* [EXERCISE INSTRUCTIONS]: If an entry holds a picture, skip the picture but copy everything else exactly.

* [DATA EXTRACTS]:

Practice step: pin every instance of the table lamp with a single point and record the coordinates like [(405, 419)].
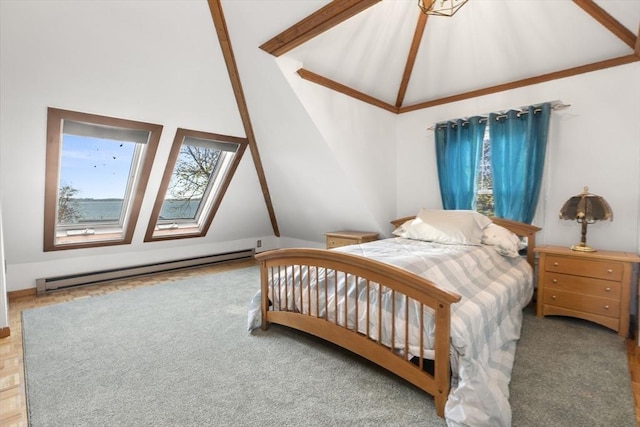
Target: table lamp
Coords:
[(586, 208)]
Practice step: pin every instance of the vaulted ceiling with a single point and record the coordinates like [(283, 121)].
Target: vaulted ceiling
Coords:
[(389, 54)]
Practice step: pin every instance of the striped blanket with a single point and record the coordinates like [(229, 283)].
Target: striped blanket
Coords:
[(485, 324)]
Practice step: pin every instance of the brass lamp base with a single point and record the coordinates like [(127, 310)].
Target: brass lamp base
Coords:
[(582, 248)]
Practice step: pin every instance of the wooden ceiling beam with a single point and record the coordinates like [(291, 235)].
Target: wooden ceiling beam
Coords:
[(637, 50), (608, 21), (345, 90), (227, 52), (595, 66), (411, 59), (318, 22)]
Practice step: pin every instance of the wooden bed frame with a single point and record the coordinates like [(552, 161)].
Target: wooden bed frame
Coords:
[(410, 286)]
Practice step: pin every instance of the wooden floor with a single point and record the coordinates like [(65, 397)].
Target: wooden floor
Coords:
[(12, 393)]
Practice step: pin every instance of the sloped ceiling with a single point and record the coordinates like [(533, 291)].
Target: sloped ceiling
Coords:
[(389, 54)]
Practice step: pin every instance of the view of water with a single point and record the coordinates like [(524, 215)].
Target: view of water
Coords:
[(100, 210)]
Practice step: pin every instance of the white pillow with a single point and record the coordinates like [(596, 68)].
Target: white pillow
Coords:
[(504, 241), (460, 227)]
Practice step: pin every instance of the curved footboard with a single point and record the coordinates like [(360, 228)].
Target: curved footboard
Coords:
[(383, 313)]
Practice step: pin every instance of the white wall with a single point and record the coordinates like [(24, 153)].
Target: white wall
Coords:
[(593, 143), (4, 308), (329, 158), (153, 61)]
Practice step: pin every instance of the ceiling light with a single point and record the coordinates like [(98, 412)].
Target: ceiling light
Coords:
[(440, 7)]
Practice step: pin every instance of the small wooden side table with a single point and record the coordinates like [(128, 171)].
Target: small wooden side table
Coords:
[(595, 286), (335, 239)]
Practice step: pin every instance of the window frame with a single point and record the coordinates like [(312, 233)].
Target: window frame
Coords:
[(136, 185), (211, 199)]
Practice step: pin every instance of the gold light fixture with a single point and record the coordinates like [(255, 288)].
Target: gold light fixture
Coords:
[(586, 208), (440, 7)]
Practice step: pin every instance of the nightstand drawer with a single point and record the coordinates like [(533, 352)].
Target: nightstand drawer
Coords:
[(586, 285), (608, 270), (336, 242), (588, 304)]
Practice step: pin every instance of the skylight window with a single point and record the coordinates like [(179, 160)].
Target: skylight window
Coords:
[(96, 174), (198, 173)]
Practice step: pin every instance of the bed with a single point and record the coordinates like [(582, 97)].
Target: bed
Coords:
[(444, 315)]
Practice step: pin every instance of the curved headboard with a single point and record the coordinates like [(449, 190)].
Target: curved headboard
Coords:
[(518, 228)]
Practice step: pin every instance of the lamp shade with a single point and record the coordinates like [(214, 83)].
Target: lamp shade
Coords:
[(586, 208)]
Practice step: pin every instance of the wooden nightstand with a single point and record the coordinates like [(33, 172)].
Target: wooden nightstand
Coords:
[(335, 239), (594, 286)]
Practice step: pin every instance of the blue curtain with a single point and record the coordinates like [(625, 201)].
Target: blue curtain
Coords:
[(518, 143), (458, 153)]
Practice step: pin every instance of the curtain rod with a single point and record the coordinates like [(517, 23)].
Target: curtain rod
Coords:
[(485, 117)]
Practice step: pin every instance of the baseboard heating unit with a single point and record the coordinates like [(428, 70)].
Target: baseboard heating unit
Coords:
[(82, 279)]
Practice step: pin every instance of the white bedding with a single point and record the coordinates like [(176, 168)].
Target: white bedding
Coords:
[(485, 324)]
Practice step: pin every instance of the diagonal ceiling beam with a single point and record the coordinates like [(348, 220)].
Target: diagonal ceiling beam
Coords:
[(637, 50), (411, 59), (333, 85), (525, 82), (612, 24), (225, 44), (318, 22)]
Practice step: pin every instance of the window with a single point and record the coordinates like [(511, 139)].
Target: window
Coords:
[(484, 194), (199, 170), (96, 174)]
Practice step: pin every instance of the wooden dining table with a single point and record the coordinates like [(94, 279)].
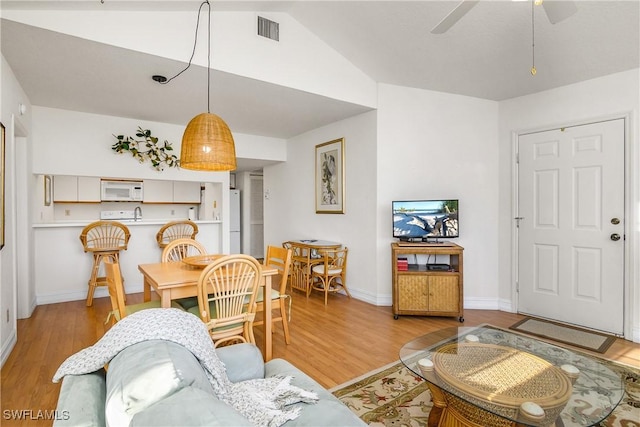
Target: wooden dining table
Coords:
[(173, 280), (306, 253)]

* [EXERCISE ANSWER]:
Practice step: pin every instance of the table lamp with a single point and record the coordinates like [(405, 419)].
Target: table lamp
Coords:
[(586, 208)]
Practice step: pin every instance of the vaulted ceiling with a single point and record the coordinates like [(283, 121)].
Target: vaulted ceiling
Coords:
[(389, 54)]
Practice step: pin every instance of the striped blanket with a single point and record the coordinates like [(229, 283)].
Target: striped blanket
Coords:
[(485, 324)]
Practice step: pin every instance of the brass lamp base with a single point and record the coordinates like [(127, 310)].
Target: brass lamp base
Coords:
[(582, 248)]
Practice step: pin every instance of the wooden ceiling beam with a single point and record the coordinates like [(291, 235)].
Target: wooden ceiling beam
Coords:
[(637, 50), (608, 21), (345, 90), (227, 52), (595, 66), (411, 59), (318, 22)]
Practice step: pin every instance of the wooden bed frame with a single point and record the coordinates like [(552, 161)].
Target: wooden bed frame
Coords:
[(410, 286)]
Practice step: pin every instance of the wooden floor with a single point and record the coordinates like [(65, 397)].
Target: wooden floor
Coords:
[(12, 393)]
Practice step: pin every instance of the sloped ceiling with a single point and record the coordinates like [(533, 291)].
Target: sloped ceiling
Coords:
[(389, 54)]
Practice step: pin every instance of the view of water with a single point and record the coordinates like [(524, 215)].
Target: view of water
Coords:
[(100, 210)]
Practice step: pin every instance of the white pillow with a single point and record the coordinates like [(596, 68)].
Target: white pillow
Coords:
[(504, 241), (460, 227)]
Practice step: pin every instance of the curved footboard with a single point and record the coordinates like [(360, 228)].
Target: curved footboard
Coords:
[(383, 313)]
Practice step: pin every instance of the white wall with a single point and record the coordinates like [(24, 153)].
Target: white wall
Coords:
[(593, 143), (4, 308), (329, 158), (153, 61)]
Practice step: pin every instance of the ceiling light with a single point and record the coordinates like [(98, 412)].
Target: ceiling light
Coords:
[(440, 7)]
Practice step: pin every instance of the small wooden side table with a single point and record the coordinates like [(128, 171)].
Target: small wooden side table
Coords:
[(595, 286), (335, 239)]
Practice step: pin every instance of the window frame with a single point and record the coordinates like [(312, 233)].
Target: window frame
Coords:
[(136, 185), (211, 199)]
Practice step: pin every instance of the gold light fixture with a single point and record the coordinates like [(255, 288)].
Target: gold light fixture
Coords:
[(586, 208), (440, 7)]
Practice step: pin every instance of the nightstand drawer with a single point and record the coordinates like [(533, 352)].
Target: nightstand drawer
Coords:
[(586, 285), (608, 270), (336, 242), (588, 304)]
Practice step: pin every instance of the skylight window with a single point and record the coordinates like [(179, 160)].
Target: skylight window
Coords:
[(96, 174), (198, 173)]
Practice step: pin every instance of the bed with a single point and record the coordinates like [(582, 97)].
Target: bed
Coords:
[(444, 315)]
Practice step: pin every instance of the curved headboard with a single point and record the coordinates like [(449, 190)].
Target: curved headboard
Coords:
[(518, 228)]
Practice step: pin every instance of the lamp shade with a single point and record the coordinates like [(214, 83)].
Target: lamp shade
Coords:
[(586, 208)]
Practice step: pin every instance of the wooden nightstand with a single point and record the coordinates like [(33, 172)].
Target: wooden nightstand
Coords:
[(335, 239), (594, 286)]
Practice step: pin every instance of the blue curtain with a single point and record the coordinates like [(625, 201)].
Target: blue curtain
Coords:
[(518, 143), (458, 153)]
Practice step: pin every instance of the curtain rod with a single point and record the coordinates like [(517, 23)].
Target: curtain rod
Coords:
[(485, 117)]
Practice step: pin every instance of the baseboard heating unit with a single point and record the coordinates like [(428, 70)].
Target: baseboard heating unit
Coords:
[(82, 279)]
Practice step: pin every instance of the white bedding with a single point and record the coordinates like [(176, 168)].
Target: white bedding
Coords:
[(485, 324)]
Practice step: pin every instance of the diagonal ceiling beam with a single point and record the coordinates like [(348, 220)].
Target: diagonal ceiling beam
Coords:
[(637, 50), (411, 59), (333, 85), (525, 82), (612, 24), (225, 44), (318, 22)]
Practice step: pin every instance of the window with a single point and record the coordinates like [(511, 139)].
Target: window
Coords:
[(484, 194), (199, 170), (96, 174)]
Practice step: pin every instance of the wooden dining table with a single point and record the coordinates like [(94, 279)].
Target: wooden dining table
Coords:
[(173, 280), (306, 253)]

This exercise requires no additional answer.